AVAILABLE RECORDS
· · · · · · ·

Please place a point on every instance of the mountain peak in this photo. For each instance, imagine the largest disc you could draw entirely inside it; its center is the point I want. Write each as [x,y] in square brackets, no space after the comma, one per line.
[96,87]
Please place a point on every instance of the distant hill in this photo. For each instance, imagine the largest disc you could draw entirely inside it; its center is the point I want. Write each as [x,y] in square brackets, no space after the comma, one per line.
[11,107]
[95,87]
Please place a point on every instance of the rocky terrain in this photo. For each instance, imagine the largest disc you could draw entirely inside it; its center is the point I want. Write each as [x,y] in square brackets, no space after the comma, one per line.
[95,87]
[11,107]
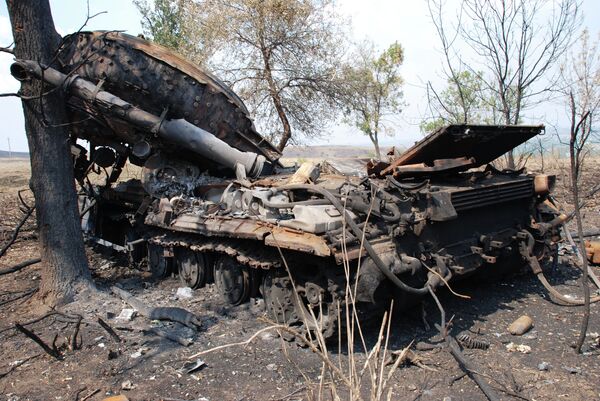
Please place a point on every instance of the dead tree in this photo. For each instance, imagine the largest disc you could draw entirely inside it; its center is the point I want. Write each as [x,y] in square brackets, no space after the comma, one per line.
[65,266]
[514,43]
[579,77]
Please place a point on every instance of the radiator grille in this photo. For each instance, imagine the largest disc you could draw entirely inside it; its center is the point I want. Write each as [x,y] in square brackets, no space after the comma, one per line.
[492,194]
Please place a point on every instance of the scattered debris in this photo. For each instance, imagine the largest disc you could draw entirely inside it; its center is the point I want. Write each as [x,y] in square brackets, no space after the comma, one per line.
[119,397]
[520,326]
[127,385]
[170,335]
[179,315]
[126,315]
[193,366]
[512,347]
[592,250]
[184,292]
[109,330]
[472,343]
[543,366]
[572,369]
[139,352]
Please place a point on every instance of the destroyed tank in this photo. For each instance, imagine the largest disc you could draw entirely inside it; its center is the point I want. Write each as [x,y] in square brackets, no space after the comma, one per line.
[213,202]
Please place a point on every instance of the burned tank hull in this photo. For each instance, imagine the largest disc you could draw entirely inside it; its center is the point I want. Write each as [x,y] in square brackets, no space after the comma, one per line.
[214,203]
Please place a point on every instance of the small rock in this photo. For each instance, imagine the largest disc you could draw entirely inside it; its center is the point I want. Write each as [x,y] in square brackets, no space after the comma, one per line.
[512,347]
[139,353]
[543,366]
[572,370]
[184,292]
[127,315]
[520,326]
[193,366]
[127,385]
[267,336]
[116,398]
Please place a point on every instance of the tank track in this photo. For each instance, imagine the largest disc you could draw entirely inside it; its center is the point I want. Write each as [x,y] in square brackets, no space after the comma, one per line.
[311,298]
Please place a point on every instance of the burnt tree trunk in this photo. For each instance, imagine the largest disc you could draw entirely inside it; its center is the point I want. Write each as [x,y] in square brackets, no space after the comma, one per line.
[65,266]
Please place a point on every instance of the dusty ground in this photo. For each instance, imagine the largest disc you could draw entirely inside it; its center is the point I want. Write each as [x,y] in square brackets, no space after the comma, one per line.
[146,367]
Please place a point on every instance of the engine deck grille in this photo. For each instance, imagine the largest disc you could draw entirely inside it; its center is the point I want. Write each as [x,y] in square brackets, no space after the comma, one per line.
[492,194]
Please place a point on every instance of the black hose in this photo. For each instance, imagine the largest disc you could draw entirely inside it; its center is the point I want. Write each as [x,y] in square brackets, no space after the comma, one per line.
[359,234]
[405,185]
[289,205]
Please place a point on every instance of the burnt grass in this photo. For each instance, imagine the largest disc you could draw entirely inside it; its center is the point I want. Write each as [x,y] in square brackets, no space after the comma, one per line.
[146,367]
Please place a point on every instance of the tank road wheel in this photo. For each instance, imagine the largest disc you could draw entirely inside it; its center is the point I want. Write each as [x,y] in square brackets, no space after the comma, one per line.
[312,308]
[232,280]
[192,267]
[159,265]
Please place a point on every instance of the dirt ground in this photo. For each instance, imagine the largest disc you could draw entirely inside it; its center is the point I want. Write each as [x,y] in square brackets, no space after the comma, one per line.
[144,366]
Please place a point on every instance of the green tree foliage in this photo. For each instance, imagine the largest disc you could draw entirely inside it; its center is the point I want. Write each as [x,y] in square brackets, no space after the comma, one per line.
[374,90]
[462,102]
[280,56]
[516,44]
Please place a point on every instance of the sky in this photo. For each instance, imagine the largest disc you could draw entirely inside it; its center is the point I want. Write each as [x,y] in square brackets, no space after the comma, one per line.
[382,21]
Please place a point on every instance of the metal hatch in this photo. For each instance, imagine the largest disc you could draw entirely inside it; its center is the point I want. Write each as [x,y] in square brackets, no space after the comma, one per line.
[478,143]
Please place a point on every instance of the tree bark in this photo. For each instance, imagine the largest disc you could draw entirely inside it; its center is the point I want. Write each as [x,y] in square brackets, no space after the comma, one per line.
[65,267]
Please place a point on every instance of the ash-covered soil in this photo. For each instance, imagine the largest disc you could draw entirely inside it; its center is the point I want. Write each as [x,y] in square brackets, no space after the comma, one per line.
[144,366]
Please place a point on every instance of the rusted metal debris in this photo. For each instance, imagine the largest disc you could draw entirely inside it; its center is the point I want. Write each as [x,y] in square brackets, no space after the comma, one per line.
[214,202]
[592,250]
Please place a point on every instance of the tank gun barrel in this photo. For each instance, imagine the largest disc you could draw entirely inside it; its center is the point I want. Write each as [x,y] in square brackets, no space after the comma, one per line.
[177,131]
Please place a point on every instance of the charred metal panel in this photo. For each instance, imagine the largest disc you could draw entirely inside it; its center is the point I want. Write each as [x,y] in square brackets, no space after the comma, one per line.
[483,143]
[160,82]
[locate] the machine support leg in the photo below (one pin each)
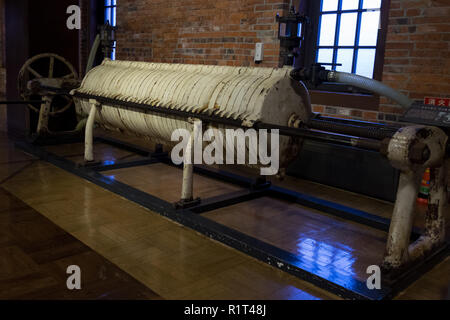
(89, 131)
(434, 235)
(402, 220)
(42, 126)
(187, 193)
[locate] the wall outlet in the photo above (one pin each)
(259, 52)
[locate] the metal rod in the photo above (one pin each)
(21, 101)
(363, 143)
(379, 133)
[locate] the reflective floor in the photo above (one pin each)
(176, 262)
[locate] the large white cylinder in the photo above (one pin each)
(241, 93)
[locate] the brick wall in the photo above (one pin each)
(417, 56)
(3, 124)
(199, 31)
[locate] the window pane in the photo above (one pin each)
(299, 30)
(371, 4)
(365, 62)
(108, 15)
(347, 30)
(369, 28)
(113, 17)
(345, 57)
(350, 4)
(325, 56)
(327, 30)
(329, 5)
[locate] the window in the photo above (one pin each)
(110, 16)
(348, 36)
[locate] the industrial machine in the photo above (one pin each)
(152, 100)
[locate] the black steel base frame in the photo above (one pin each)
(330, 280)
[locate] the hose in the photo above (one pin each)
(370, 85)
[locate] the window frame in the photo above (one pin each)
(337, 94)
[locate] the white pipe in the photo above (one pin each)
(187, 193)
(370, 85)
(402, 219)
(89, 131)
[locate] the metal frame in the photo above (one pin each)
(344, 286)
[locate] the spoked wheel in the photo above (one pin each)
(46, 66)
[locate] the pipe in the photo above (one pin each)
(93, 53)
(187, 193)
(371, 85)
(402, 220)
(89, 132)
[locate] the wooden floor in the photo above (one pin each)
(35, 254)
(178, 263)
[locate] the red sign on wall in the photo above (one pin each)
(436, 101)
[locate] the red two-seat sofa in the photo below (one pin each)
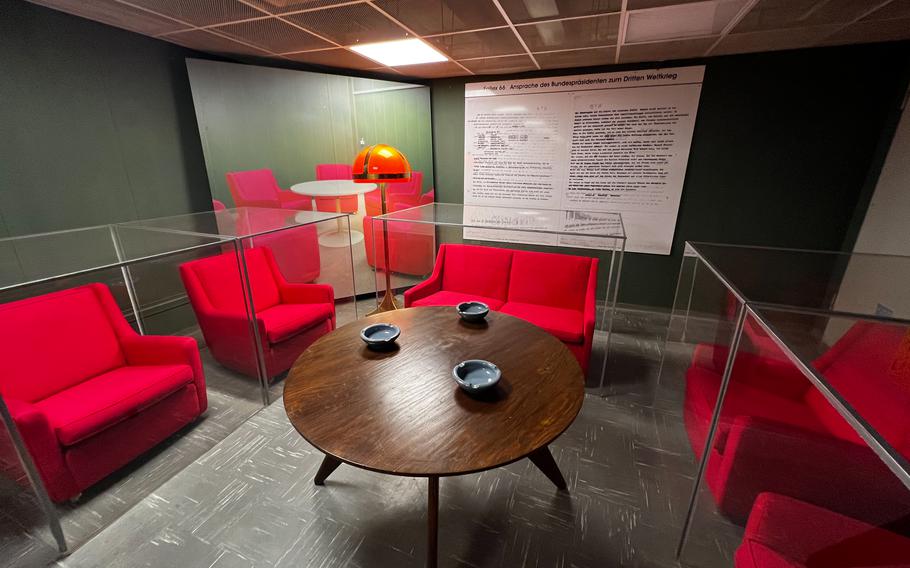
(778, 433)
(786, 533)
(86, 392)
(289, 315)
(553, 291)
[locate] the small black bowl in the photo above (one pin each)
(380, 335)
(472, 311)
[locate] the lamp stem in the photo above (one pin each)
(388, 302)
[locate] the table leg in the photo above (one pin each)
(432, 521)
(544, 461)
(329, 464)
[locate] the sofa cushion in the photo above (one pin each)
(566, 325)
(100, 402)
(786, 532)
(220, 279)
(549, 279)
(447, 298)
(286, 320)
(51, 342)
(477, 270)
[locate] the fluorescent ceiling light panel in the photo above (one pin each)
(400, 52)
(680, 21)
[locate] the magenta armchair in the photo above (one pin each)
(289, 316)
(258, 188)
(348, 203)
(553, 291)
(86, 392)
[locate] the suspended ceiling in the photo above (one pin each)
(500, 36)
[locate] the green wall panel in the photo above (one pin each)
(782, 152)
(289, 121)
(98, 124)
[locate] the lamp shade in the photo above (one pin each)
(381, 162)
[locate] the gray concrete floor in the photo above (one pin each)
(250, 500)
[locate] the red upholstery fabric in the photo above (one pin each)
(100, 402)
(258, 188)
(785, 532)
(289, 316)
(75, 373)
(553, 291)
(778, 433)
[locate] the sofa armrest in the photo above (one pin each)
(167, 350)
(41, 441)
(294, 293)
(765, 456)
(429, 286)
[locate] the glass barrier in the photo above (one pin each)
(806, 463)
(557, 269)
(107, 390)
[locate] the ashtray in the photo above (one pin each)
(472, 311)
(380, 335)
(476, 375)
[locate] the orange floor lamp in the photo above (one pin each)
(382, 164)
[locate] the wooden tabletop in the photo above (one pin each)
(401, 412)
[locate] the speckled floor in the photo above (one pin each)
(250, 501)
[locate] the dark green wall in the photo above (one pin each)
(289, 121)
(784, 146)
(97, 124)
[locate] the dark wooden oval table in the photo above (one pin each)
(400, 412)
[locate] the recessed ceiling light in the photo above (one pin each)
(400, 52)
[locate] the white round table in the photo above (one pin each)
(336, 188)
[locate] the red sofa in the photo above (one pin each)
(787, 533)
(778, 433)
(86, 392)
(553, 291)
(289, 316)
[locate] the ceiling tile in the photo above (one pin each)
(349, 25)
(118, 15)
(508, 64)
(427, 17)
(201, 12)
(273, 34)
(778, 14)
(522, 11)
(285, 6)
(598, 31)
(479, 44)
(864, 32)
(892, 11)
(644, 4)
(202, 40)
(664, 51)
(337, 57)
(773, 40)
(576, 58)
(433, 70)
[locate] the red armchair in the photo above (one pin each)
(786, 533)
(348, 203)
(289, 316)
(86, 392)
(553, 291)
(778, 433)
(258, 188)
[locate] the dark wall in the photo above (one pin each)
(784, 148)
(97, 124)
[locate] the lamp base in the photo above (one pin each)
(387, 304)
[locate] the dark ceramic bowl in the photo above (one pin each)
(476, 375)
(380, 335)
(472, 311)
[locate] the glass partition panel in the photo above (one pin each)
(558, 269)
(804, 463)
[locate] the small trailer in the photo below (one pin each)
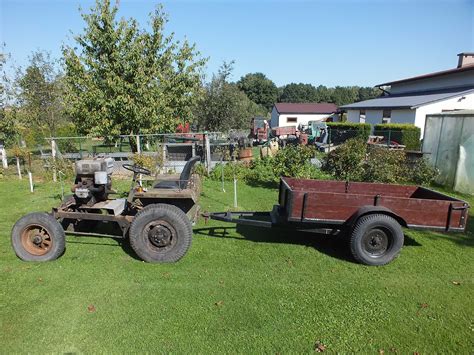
(372, 214)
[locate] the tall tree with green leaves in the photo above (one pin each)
(259, 89)
(224, 106)
(40, 93)
(7, 124)
(129, 80)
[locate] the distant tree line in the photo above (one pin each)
(120, 78)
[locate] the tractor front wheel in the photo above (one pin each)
(38, 237)
(160, 233)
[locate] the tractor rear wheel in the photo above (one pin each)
(160, 233)
(376, 239)
(38, 237)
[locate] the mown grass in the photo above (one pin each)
(245, 291)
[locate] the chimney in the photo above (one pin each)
(465, 59)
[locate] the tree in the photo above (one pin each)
(127, 80)
(259, 89)
(41, 92)
(298, 93)
(8, 129)
(224, 106)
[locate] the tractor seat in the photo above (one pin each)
(183, 178)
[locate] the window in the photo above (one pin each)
(386, 116)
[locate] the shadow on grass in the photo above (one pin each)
(336, 246)
(102, 230)
(332, 245)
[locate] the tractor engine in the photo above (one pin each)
(93, 180)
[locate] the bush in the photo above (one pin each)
(355, 161)
(293, 161)
(405, 134)
(347, 161)
(64, 168)
(339, 132)
(421, 172)
(150, 162)
(384, 165)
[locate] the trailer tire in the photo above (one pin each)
(38, 237)
(160, 233)
(376, 239)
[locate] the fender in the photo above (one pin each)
(365, 210)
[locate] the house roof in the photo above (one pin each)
(431, 75)
(308, 108)
(455, 113)
(409, 101)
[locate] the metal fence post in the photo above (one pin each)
(139, 148)
(53, 154)
(208, 152)
(3, 152)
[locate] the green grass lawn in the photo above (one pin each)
(246, 291)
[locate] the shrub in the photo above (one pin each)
(262, 172)
(64, 168)
(421, 172)
(293, 161)
(384, 165)
(67, 146)
(347, 161)
(405, 134)
(339, 132)
(355, 161)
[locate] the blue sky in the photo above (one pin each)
(331, 43)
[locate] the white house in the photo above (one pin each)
(410, 100)
(294, 114)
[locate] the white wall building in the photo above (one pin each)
(410, 100)
(293, 114)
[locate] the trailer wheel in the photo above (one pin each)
(38, 237)
(161, 233)
(376, 239)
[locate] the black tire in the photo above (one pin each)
(160, 233)
(376, 239)
(38, 237)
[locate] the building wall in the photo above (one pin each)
(438, 107)
(373, 116)
(281, 120)
(415, 116)
(403, 116)
(444, 82)
(274, 119)
(353, 116)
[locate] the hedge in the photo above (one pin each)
(339, 132)
(402, 133)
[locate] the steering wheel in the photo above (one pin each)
(136, 169)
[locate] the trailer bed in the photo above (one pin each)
(336, 202)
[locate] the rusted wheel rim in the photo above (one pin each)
(376, 242)
(161, 234)
(36, 240)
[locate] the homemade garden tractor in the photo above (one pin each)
(157, 220)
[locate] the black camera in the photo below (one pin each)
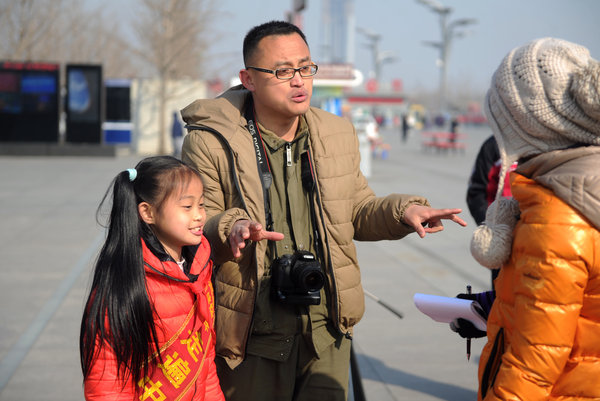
(297, 279)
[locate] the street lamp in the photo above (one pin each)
(379, 57)
(448, 33)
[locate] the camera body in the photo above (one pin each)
(297, 279)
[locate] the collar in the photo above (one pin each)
(275, 143)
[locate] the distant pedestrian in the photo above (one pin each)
(405, 127)
(147, 328)
(483, 183)
(177, 135)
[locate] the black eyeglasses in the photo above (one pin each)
(288, 73)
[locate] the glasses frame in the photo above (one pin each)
(296, 70)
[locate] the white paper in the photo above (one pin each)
(446, 309)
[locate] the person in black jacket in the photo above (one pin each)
(483, 183)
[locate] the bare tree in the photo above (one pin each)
(174, 36)
(63, 31)
(24, 25)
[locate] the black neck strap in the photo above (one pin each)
(262, 161)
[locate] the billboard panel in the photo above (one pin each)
(84, 103)
(29, 102)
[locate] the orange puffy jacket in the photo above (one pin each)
(172, 295)
(544, 327)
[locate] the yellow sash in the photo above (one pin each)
(183, 357)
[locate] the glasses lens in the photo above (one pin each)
(285, 73)
(308, 70)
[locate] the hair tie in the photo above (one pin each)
(132, 173)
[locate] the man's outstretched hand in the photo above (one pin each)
(246, 230)
(428, 220)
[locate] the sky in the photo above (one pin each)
(404, 25)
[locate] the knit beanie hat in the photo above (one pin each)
(544, 96)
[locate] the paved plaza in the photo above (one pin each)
(49, 239)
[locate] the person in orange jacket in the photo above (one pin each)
(147, 329)
(544, 325)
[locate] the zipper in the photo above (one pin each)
(288, 154)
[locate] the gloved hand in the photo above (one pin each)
(466, 329)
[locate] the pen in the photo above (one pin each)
(468, 338)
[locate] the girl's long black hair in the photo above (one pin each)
(118, 312)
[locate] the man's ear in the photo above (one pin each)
(146, 212)
(246, 79)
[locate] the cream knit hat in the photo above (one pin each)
(544, 96)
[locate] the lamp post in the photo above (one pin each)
(449, 32)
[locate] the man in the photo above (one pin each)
(307, 197)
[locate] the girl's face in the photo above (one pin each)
(180, 220)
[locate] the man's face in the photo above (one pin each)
(276, 99)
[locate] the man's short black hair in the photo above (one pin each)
(267, 29)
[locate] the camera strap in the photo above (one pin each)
(262, 161)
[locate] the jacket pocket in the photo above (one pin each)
(493, 364)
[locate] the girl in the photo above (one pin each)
(147, 330)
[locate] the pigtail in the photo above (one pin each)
(118, 312)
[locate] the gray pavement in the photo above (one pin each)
(49, 239)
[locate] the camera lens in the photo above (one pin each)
(309, 278)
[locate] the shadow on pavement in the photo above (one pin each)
(378, 371)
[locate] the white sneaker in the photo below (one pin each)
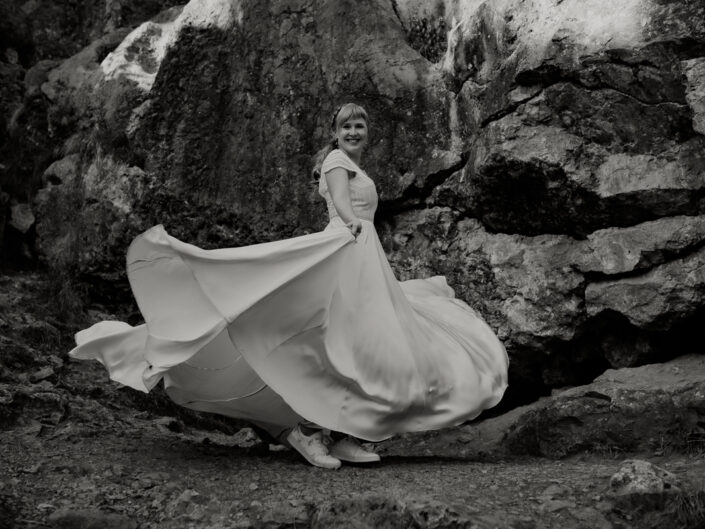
(349, 449)
(312, 448)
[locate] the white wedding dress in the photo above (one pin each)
(313, 328)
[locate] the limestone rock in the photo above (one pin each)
(694, 70)
(628, 410)
(89, 519)
(617, 251)
(550, 162)
(21, 217)
(636, 476)
(655, 299)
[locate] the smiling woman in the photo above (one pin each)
(305, 334)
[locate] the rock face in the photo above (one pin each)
(548, 157)
(653, 408)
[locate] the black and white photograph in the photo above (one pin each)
(356, 264)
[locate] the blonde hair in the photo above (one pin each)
(344, 113)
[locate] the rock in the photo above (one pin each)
(638, 477)
(620, 250)
(21, 217)
(624, 410)
(367, 511)
(39, 401)
(68, 518)
(694, 70)
(549, 162)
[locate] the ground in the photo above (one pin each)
(78, 451)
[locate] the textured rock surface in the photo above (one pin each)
(114, 457)
(548, 157)
(650, 408)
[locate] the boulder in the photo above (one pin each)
(544, 158)
(629, 410)
(656, 299)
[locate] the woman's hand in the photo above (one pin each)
(355, 226)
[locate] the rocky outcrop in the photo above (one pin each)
(652, 408)
(546, 156)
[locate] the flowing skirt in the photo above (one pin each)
(312, 328)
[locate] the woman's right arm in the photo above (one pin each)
(338, 186)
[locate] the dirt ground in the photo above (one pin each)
(78, 451)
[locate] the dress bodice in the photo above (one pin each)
(363, 193)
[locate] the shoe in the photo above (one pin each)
(349, 450)
(312, 448)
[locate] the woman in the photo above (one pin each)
(306, 333)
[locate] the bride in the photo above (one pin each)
(306, 335)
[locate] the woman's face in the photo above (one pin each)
(352, 136)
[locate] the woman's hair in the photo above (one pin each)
(344, 113)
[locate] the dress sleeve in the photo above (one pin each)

· · · · · · ·

WORK INSTRUCTION
Return exactly the lines from the line holding "[locate] the woman's hand" to the last line of the data, with both of those lines included and nothing added.

ANSWER TO THIS EXERCISE
[locate] the woman's hand in the photo above (one pin each)
(355, 226)
[locate] the rocky outcrop in the photo above (one pin each)
(652, 408)
(546, 156)
[locate] the flowing skirt in the photo above (one pin each)
(312, 328)
[locate] the woman's right arm in the photo above (one pin each)
(338, 186)
[locate] the dirt ground in the photo above (one pin each)
(78, 451)
[locate] the dress bodice in the photo above (one pin each)
(363, 193)
[locate] the shoe in the photo above (one pin each)
(349, 450)
(312, 448)
[locate] the woman in the photo above (one pin each)
(306, 333)
[locate] the bride in the photo above (one pin each)
(306, 335)
[locate] the woman's face in the photo above (one pin each)
(352, 136)
[locate] the woman's hair in the photo above (one pin each)
(344, 113)
[locate] the dress sleeve in the photo above (one pin each)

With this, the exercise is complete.